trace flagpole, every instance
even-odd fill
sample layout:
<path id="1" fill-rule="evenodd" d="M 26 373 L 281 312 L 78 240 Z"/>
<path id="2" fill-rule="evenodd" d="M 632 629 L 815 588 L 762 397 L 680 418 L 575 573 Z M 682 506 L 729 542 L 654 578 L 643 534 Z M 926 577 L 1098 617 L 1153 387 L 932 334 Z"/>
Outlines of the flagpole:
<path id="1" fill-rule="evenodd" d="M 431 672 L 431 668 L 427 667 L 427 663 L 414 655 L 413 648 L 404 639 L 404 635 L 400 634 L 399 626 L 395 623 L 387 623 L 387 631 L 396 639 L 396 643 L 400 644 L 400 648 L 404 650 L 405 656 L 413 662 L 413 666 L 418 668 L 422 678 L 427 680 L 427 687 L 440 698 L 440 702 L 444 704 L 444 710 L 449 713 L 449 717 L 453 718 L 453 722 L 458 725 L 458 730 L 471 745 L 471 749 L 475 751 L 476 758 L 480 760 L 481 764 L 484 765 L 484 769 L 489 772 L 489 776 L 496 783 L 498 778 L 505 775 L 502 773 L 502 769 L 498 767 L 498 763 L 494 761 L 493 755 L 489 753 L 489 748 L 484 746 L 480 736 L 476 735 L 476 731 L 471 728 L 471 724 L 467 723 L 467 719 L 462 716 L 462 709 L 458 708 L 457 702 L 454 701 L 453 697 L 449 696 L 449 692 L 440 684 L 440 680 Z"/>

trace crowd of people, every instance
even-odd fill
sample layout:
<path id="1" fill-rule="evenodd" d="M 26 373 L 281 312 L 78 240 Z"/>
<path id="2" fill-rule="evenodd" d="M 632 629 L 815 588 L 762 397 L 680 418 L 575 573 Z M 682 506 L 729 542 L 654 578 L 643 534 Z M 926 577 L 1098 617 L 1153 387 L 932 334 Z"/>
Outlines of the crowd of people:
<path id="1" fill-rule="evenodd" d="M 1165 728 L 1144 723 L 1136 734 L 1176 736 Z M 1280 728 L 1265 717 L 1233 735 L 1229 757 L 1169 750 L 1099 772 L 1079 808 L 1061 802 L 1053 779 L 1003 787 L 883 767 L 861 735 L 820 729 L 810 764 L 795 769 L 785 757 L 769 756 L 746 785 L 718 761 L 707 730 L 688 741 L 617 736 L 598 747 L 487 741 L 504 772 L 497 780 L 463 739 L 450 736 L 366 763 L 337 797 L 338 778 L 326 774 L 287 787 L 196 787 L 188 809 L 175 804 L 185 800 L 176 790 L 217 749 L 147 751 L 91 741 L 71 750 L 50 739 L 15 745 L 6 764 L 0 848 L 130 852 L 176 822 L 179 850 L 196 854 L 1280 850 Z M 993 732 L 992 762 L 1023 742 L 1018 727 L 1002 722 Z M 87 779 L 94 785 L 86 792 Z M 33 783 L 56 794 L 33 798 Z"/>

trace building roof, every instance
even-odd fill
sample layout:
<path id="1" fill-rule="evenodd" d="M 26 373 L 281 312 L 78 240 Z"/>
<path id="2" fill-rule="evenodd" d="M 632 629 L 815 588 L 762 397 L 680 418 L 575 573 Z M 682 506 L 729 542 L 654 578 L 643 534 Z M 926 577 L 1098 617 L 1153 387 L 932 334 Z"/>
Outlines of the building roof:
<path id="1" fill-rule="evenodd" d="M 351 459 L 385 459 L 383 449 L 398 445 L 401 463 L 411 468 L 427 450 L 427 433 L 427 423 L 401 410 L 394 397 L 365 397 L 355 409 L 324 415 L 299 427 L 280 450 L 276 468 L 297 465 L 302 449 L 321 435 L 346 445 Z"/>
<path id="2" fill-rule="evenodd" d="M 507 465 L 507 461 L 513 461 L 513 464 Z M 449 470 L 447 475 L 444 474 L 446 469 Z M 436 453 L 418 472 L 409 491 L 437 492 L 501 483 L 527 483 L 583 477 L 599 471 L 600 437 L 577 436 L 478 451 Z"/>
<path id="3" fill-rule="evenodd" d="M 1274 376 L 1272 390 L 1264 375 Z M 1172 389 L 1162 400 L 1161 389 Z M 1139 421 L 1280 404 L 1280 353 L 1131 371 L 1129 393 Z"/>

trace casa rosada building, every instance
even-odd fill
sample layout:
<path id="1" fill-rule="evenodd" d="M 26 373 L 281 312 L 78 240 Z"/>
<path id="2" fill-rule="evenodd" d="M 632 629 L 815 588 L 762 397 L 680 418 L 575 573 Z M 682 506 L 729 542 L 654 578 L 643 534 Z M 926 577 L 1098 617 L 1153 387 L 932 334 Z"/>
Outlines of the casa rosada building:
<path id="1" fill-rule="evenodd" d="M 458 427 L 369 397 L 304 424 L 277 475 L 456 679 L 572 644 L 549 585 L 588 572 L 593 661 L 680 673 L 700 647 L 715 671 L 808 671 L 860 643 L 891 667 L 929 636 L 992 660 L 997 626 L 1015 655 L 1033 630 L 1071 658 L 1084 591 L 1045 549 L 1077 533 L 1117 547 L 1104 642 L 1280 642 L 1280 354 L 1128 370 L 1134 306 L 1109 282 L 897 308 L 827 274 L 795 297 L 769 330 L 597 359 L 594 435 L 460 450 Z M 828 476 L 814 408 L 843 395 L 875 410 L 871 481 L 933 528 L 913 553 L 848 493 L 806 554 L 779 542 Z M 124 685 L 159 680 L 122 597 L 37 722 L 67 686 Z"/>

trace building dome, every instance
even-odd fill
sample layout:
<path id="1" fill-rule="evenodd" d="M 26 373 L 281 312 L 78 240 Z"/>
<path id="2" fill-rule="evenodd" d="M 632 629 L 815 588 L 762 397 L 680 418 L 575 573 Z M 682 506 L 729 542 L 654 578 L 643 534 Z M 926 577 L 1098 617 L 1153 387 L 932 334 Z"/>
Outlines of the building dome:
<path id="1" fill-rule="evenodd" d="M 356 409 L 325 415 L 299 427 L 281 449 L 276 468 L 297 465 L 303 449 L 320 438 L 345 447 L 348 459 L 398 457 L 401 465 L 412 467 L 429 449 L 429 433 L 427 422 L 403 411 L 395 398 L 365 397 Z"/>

════════════════════

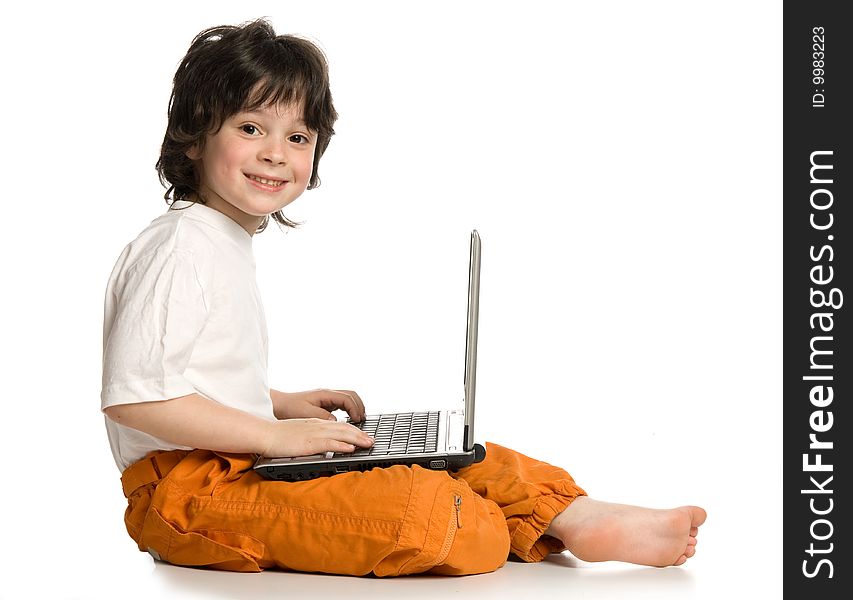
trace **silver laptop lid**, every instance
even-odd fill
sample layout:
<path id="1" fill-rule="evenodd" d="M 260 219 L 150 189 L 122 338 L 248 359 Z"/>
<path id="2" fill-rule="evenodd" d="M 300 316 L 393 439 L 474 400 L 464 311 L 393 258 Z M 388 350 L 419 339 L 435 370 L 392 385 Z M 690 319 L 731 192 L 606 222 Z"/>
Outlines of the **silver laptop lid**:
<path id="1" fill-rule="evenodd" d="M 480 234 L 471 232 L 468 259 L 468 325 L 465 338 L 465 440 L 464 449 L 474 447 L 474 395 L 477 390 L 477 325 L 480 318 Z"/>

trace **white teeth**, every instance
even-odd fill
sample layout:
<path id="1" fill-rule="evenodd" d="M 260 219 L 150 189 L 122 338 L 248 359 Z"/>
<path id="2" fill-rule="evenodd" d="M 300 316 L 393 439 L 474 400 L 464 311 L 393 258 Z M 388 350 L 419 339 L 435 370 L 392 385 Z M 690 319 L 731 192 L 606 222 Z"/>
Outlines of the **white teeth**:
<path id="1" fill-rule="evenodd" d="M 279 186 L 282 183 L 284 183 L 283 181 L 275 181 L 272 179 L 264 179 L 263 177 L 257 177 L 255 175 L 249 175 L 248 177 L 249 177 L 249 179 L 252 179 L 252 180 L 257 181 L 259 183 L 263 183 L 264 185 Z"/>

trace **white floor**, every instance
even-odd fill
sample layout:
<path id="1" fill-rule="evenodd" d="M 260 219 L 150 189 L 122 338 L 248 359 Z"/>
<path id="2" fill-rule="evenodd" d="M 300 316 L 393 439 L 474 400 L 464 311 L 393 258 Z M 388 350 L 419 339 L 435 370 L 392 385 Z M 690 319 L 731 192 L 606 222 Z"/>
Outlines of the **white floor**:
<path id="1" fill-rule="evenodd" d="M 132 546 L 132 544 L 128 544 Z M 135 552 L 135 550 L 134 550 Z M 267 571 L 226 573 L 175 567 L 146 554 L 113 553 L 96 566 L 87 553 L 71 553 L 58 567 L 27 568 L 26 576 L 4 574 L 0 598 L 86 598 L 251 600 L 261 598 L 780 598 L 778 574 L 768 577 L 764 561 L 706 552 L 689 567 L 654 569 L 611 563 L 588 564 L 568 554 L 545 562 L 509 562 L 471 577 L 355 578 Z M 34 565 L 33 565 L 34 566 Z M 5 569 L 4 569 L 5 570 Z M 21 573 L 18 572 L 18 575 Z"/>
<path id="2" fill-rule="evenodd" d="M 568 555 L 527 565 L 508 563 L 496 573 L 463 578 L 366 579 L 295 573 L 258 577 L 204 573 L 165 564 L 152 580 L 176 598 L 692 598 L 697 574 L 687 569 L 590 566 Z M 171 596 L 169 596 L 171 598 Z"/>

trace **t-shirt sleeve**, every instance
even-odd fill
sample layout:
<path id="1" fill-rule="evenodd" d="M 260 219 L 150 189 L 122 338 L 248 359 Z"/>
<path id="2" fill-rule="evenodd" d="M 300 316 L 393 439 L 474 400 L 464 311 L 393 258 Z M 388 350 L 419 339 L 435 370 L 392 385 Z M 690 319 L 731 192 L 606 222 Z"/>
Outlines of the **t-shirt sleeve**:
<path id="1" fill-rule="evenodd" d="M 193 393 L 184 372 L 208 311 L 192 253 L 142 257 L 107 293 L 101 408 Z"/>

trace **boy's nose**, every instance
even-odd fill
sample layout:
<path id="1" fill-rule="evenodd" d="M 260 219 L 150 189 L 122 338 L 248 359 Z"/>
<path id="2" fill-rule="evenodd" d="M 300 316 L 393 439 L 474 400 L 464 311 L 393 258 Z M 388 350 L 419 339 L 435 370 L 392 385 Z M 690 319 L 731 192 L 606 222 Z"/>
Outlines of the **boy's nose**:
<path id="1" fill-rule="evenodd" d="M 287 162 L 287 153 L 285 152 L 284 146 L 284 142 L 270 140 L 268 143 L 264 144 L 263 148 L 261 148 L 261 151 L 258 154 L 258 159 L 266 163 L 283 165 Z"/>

════════════════════

▶ [Exercise instructions] Looking over the records, find each line with the word "instance" and copy it.

▶ [Response to the task]
trace flagpole, every instance
trace crowd of people, every instance
trace building roof, every instance
trace casa rosada building, every instance
trace building dome, every instance
trace **silver laptop lid**, every instance
trace **white teeth**, every instance
trace **white floor**, every instance
trace **t-shirt sleeve**, every instance
trace **boy's nose**, every instance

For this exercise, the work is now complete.